### Work item
Please reproduce the part of the tokenization passage below, starting with "The misspelled words" and going on through "than random offsets.", with every character kept as it appears.

### Passage

[Start of section]

The issue with prefixed whitespace is that it requires looking forward an extra token to know when a word is finished. This is demonstrated with the following examples.
With prefixed whitespace, decoding a single word step-by-step would go something like this:
1. `▁y` - at this point we only know the word starts with `y`, or maybe the word is just "`y`"?
2. `es` - at this point we don't know if the word is just [`▁y`, `es`], or [`▁y`, `es`, `terday`], or [`▁y`, `es`, `terday`, `'s`]
3. `▁and` - NOW we know it's [`▁y`, `es`]
On the other hand, suffixed whitespace lets us save 1 step in the best case:
1. `y` - at this point we only know the word starts with y, or maybe the word is just "y" if the next token is a bare `▁`?
2. `es▁` - now we know it's [`y`, `es▁`]
And in the worst case, suffixed whitespace makes no difference:
1. `y`
2. `eah`
3. `▁`
(Note: the `▁` character represents a space.)
## Autocorrect
For correction, we define the following misspelling-correction format:
`This is some <XBU>txet<XBC>text <XEC>`
Here is a breakdown of the token meanings:
- `<XBU>` - signifying the beginning of user input
- Following `<XBU>` is user input of a misspelled word. This is actually not tokenized as normal text, but as `<CHAR_{}>` tokens detailed later on
- `<XBC>` - signifying the beginning of correction
- Following `<XBC>` is a corrected word, tokenized normally, with a whitespace at the end.
- `<XEC>` - end of correction
We also define tokens `<CHAR_A>` to `<CHAR_Z>` which signify individual alphabetic characters on a keyboard, and the misspelled user input is tokenized by using these tokens. Thus, the above example actually looks more like:
`This is some <XBU><CHAR_T><CHAR_X><CHAR_E><CHAR_T><XBC>text <XEC>`
Tokenizing in this way has appeared to be a vital step for achieving usable results with smaller language models.
The misspelled words are synthetically generated by an algorithm that applies random offsets to keys, changes certain letters, transposes characters, etc. There's likely some room for improvement in this algorithm, as typing is more complicated than random offsets.

[End of section]

### Record extracts
[Start of section]

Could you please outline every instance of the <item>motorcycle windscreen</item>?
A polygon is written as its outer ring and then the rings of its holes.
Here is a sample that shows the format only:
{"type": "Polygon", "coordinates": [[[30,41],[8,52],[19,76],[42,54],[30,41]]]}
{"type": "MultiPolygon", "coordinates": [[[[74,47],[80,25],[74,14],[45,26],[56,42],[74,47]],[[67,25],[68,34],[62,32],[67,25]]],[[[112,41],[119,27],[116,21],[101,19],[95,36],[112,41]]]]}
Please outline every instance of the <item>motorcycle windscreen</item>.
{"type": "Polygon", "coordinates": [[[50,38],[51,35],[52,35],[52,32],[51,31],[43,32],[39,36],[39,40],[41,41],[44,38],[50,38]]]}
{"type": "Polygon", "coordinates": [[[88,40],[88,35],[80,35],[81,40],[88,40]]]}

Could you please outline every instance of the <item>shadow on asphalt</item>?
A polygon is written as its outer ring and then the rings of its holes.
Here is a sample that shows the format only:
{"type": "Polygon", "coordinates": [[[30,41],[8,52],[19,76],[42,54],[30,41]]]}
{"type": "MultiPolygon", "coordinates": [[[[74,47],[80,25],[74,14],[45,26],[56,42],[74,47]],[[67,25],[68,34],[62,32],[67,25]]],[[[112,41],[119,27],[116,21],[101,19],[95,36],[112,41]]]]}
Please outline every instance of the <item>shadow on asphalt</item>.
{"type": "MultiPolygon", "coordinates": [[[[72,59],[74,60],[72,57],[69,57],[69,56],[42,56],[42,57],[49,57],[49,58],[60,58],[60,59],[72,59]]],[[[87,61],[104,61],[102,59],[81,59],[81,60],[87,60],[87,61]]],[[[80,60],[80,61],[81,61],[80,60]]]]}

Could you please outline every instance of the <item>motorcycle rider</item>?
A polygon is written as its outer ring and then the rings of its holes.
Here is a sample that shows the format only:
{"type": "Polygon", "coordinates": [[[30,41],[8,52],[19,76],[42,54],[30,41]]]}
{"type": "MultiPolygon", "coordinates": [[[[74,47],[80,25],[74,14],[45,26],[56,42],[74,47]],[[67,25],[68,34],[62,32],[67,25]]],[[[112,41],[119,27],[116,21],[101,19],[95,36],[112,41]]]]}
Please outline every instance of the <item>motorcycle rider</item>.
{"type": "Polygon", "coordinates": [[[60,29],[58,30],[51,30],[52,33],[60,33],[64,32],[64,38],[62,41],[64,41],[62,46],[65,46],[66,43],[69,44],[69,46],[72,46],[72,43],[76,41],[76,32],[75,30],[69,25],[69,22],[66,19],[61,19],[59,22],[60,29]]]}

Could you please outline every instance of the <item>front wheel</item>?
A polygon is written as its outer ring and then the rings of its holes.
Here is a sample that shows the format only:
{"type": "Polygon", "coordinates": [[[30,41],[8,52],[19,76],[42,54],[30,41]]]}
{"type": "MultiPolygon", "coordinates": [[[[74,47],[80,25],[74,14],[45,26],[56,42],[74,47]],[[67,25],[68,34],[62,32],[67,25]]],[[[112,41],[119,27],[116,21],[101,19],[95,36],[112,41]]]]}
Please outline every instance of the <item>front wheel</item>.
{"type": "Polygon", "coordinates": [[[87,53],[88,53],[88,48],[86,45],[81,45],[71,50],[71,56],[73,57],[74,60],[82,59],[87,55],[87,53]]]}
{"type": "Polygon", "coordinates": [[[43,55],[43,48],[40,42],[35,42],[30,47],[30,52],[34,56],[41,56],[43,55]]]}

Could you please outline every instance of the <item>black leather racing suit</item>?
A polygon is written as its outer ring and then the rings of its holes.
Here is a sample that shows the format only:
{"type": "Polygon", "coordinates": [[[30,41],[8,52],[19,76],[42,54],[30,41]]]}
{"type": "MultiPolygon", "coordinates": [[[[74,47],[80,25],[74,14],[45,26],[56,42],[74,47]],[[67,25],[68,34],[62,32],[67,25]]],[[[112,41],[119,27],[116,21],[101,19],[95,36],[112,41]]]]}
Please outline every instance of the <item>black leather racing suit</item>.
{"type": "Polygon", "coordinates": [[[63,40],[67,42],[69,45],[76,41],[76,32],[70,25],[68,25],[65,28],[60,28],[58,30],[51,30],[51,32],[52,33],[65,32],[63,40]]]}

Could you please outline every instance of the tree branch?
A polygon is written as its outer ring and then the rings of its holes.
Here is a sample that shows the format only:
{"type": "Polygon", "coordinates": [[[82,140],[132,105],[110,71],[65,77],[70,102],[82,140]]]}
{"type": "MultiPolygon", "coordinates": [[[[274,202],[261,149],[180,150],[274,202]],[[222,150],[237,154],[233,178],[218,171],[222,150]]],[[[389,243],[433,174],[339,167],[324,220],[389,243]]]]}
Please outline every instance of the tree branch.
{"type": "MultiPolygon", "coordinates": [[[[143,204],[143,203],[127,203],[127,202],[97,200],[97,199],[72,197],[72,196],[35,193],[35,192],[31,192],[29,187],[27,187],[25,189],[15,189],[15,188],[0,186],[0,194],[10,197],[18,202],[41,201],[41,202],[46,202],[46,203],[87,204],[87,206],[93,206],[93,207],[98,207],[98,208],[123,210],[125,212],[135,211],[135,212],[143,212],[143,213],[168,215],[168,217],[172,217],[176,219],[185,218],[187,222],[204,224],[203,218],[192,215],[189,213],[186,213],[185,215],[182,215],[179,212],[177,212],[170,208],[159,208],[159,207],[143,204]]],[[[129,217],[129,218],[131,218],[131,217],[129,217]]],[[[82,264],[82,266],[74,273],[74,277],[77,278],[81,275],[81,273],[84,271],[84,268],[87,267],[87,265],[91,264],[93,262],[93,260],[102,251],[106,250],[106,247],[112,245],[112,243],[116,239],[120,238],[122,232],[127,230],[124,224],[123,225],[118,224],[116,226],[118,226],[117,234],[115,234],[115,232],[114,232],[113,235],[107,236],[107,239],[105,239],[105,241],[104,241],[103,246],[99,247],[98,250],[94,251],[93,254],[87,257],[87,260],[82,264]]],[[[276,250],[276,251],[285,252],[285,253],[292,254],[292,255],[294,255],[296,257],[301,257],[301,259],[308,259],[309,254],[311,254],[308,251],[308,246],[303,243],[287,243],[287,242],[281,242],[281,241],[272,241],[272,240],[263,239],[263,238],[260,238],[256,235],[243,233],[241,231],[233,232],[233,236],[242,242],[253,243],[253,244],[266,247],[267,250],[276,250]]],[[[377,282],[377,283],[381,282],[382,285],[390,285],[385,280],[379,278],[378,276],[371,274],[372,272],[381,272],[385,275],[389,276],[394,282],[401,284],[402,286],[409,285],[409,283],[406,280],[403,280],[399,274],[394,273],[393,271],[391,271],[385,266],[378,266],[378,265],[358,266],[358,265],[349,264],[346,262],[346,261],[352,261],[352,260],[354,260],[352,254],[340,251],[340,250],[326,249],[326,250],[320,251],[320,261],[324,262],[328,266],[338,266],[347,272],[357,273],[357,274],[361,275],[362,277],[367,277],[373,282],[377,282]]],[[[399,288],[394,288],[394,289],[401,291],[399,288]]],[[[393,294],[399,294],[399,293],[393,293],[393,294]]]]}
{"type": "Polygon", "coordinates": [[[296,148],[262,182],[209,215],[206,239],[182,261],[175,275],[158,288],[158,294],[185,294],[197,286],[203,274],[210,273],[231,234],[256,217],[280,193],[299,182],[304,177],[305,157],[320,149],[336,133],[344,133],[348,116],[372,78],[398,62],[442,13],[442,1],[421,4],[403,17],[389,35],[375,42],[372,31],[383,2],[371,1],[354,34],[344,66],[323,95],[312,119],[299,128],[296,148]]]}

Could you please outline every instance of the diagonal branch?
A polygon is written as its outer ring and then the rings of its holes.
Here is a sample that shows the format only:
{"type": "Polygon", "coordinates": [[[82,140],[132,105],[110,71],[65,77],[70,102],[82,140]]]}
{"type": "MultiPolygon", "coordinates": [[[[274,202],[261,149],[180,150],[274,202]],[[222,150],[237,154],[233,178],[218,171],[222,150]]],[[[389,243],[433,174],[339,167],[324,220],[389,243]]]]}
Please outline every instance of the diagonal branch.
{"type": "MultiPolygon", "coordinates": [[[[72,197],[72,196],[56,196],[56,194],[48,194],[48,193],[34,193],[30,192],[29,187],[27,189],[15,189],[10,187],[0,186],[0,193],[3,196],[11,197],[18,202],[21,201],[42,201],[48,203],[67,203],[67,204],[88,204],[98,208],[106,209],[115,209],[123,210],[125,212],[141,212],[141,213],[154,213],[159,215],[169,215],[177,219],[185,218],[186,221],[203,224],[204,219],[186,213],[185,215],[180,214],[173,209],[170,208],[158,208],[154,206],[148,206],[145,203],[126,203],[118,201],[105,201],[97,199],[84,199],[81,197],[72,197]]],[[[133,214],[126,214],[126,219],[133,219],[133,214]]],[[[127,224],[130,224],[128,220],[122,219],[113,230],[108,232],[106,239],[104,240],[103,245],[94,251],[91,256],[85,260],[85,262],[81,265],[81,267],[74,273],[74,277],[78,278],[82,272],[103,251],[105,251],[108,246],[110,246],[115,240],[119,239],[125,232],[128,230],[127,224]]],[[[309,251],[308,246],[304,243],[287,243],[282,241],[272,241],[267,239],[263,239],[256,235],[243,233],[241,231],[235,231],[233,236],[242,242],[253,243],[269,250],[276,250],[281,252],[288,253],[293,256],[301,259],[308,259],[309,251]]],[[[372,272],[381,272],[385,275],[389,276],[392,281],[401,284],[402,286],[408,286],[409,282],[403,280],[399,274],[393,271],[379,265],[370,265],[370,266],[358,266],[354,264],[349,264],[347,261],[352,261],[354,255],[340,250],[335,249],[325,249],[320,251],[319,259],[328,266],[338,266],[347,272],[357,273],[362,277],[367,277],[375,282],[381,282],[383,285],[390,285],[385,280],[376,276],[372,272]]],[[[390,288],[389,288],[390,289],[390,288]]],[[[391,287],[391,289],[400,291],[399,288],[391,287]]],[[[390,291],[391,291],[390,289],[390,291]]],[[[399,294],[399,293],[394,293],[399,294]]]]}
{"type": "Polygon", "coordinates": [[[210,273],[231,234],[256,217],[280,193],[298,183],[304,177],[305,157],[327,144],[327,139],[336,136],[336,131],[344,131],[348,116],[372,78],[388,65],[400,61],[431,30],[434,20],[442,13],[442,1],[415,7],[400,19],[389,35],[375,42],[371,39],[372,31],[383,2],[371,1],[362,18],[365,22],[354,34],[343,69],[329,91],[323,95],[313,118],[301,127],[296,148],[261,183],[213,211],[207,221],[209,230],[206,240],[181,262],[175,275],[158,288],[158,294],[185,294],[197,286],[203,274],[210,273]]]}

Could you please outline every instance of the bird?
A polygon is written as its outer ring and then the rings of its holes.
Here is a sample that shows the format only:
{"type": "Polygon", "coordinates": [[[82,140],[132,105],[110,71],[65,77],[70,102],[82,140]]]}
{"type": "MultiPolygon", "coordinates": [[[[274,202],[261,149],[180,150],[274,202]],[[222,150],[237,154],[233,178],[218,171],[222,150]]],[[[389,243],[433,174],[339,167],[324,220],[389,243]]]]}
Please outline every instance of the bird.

[End of section]

### Answer space
The misspelled words are synthetically generated by an algorithm that applies random offsets to keys, changes certain letters, transposes characters, etc. There's likely some room for improvement in this algorithm, as typing is more complicated than random offsets.